[Required work] Exactly the lines from the one containing "Can you see the clear" through the end of the listing should be written out, both ends included, and nothing more.

[Material shown]

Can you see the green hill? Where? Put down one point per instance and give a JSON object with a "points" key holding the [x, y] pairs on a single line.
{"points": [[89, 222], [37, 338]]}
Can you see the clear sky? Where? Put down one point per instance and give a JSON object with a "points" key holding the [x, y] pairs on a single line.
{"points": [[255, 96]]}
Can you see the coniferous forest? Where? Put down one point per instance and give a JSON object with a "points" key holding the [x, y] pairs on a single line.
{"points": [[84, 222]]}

[Result of the task]
Can you see the clear sky? Where? Put down one point per instance and give a JSON object with a "points" key holding the [x, y] pairs on a single line.
{"points": [[255, 96]]}
Can you see the coniferous forest? Where? Put down one point per instance and give a JSON object with a "points" key holding the [x, y] pairs on a single line.
{"points": [[84, 222]]}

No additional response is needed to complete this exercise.